INFORMATION GIVEN —
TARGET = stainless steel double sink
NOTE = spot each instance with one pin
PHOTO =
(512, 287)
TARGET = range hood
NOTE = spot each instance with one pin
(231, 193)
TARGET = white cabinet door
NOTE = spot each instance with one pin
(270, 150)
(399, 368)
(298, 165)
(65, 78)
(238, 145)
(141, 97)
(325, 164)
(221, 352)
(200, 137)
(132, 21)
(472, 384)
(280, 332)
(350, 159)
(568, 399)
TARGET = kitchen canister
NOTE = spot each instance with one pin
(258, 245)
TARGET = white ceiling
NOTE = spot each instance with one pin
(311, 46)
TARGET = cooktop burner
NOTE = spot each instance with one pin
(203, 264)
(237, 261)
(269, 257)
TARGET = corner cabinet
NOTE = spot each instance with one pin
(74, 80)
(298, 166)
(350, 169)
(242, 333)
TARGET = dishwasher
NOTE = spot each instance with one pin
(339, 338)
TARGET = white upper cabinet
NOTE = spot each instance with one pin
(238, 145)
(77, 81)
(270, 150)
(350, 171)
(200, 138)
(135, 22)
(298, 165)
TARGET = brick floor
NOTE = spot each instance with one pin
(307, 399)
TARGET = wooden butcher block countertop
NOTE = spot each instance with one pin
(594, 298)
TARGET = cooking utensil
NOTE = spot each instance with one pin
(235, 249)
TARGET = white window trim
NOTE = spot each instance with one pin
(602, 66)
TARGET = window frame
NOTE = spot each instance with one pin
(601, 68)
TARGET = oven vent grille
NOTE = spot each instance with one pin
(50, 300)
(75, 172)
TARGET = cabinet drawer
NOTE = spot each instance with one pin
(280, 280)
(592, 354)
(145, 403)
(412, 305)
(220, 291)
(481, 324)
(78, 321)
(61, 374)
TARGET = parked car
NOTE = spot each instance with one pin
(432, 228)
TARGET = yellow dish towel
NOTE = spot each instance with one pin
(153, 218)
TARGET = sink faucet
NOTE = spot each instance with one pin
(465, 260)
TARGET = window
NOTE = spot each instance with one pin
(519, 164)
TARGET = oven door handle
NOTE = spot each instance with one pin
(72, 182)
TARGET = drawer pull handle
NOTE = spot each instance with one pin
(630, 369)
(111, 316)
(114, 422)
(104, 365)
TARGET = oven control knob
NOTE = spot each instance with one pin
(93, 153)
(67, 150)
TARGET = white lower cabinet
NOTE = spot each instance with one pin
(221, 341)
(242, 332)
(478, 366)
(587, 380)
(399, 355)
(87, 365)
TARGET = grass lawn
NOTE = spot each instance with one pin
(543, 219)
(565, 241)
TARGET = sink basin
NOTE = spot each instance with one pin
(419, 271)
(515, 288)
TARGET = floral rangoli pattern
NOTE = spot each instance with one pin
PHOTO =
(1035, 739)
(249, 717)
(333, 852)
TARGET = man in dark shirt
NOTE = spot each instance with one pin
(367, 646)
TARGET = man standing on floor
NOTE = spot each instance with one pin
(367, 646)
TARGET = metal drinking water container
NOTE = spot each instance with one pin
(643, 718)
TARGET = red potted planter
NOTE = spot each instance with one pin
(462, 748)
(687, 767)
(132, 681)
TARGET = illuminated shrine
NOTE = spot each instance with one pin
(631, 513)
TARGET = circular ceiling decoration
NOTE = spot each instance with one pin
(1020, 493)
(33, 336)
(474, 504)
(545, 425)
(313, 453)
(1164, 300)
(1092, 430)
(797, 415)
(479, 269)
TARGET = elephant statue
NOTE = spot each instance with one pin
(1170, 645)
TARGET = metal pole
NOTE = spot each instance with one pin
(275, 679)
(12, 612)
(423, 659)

TO DO — Convert all the records above into a JSON list of strings with one string per line, leaving out any blank lines.

SOLUTION —
[
  "TARGET = stainless steel double sink",
  "NOTE = spot each instance with one pin",
  "PHOTO =",
  "(512, 287)",
  "TARGET = range hood",
  "NOTE = spot each instance with one pin",
  "(231, 193)",
  "TARGET = white cabinet door",
  "NOTE = spot each instance with one pin",
  "(270, 150)",
  "(399, 368)",
  "(298, 165)",
  "(65, 78)",
  "(238, 145)",
  "(141, 97)",
  "(325, 164)",
  "(221, 352)",
  "(200, 137)",
  "(132, 21)",
  "(472, 384)",
  "(280, 332)",
  "(350, 159)",
  "(568, 399)",
  "TARGET = kitchen canister",
  "NOTE = spot each instance with one pin",
  "(258, 245)",
  "TARGET = white ceiling",
  "NOTE = spot each instance with one pin",
  "(311, 46)",
  "TARGET = cooktop burner",
  "NOTE = spot each instance with one pin",
  "(203, 264)",
  "(237, 261)",
  "(269, 257)",
  "TARGET = corner cabinet",
  "NOTE = spot each instance with one pin",
  "(74, 80)",
  "(298, 166)",
  "(350, 169)",
  "(242, 333)",
  "TARGET = dishwasher",
  "NOTE = spot each instance with one pin",
  "(339, 338)",
  "TARGET = white upper cabinet",
  "NOTE = spot each instance with one pin",
  "(238, 145)",
  "(77, 81)",
  "(270, 150)",
  "(350, 171)",
  "(200, 138)",
  "(135, 22)",
  "(298, 165)",
  "TARGET = brick floor",
  "NOTE = spot each instance with one pin",
  "(307, 399)",
  "TARGET = wooden butcher block countertop",
  "NOTE = spot each instance with one pin",
  "(594, 298)",
  "TARGET = cooking utensil",
  "NOTE = spot each instance with one pin",
  "(235, 249)",
  "TARGET = white window trim",
  "NOTE = spot each instance with one pin",
  "(602, 66)",
  "TARGET = window frame",
  "NOTE = spot each instance with one pin",
  "(601, 68)",
  "TARGET = oven vent grille",
  "NOTE = spot each instance with one pin",
  "(50, 300)",
  "(75, 172)",
  "TARGET = cabinet drawer",
  "NOTE = spot each instance with one pin",
  "(280, 280)",
  "(592, 354)",
  "(145, 403)",
  "(412, 305)",
  "(220, 291)",
  "(481, 324)",
  "(78, 321)",
  "(61, 374)",
  "TARGET = parked car",
  "NOTE = spot each instance with one pin",
  "(432, 228)",
  "TARGET = yellow dish towel",
  "NOTE = spot each instance with one pin",
  "(153, 218)",
  "TARGET = sink faucet",
  "NOTE = spot each instance with one pin",
  "(465, 260)",
  "TARGET = window",
  "NOTE = spot each instance with one pin",
  "(519, 164)",
  "TARGET = oven door handle",
  "NOTE = spot each instance with one pin",
  "(72, 182)",
  "TARGET = drawer pull handle",
  "NOTE = spot each instance with one pin",
  "(630, 369)",
  "(111, 316)",
  "(114, 422)",
  "(104, 365)",
  "TARGET = oven control knob",
  "NOTE = spot each instance with one pin",
  "(93, 153)",
  "(67, 150)",
  "TARGET = white lower cabinet",
  "NOTE = spot each instance with one pin",
  "(221, 341)",
  "(242, 332)",
  "(478, 366)",
  "(587, 380)",
  "(399, 355)",
  "(87, 365)",
  "TARGET = grass lawn",
  "NOTE = spot each instance with one pin",
  "(543, 219)",
  "(565, 241)",
  "TARGET = sink basin",
  "NOTE = spot each instance with one pin",
  "(419, 271)",
  "(515, 288)",
  "TARGET = floral rangoli pattern",
  "NOTE = spot each instance with one pin",
  "PHOTO =",
  "(1035, 739)",
  "(249, 717)",
  "(333, 852)",
  "TARGET = man in dark shirt",
  "NOTE = spot each instance with one pin",
  "(367, 646)",
  "TARGET = man standing on floor",
  "NOTE = spot each instance with one pin",
  "(367, 646)",
  "TARGET = metal drinking water container",
  "NOTE = spot each instance with one pin",
  "(643, 718)",
  "TARGET = red potted planter",
  "NOTE = spot each instance with one pin",
  "(462, 748)",
  "(687, 767)",
  "(132, 681)",
  "TARGET = illuminated shrine",
  "NOTE = spot each instance with one pin",
  "(631, 513)",
  "TARGET = circular ceiling decoration",
  "NOTE = spot each instance with one pin",
  "(1020, 493)",
  "(33, 336)",
  "(474, 504)",
  "(545, 425)",
  "(313, 453)",
  "(1164, 300)",
  "(1092, 430)",
  "(797, 415)",
  "(479, 269)",
  "TARGET = elephant statue",
  "NOTE = spot each instance with one pin",
  "(1170, 645)",
  "TARGET = metal pole",
  "NOTE = spot each instance with one pin",
  "(275, 679)",
  "(12, 612)",
  "(423, 659)"
]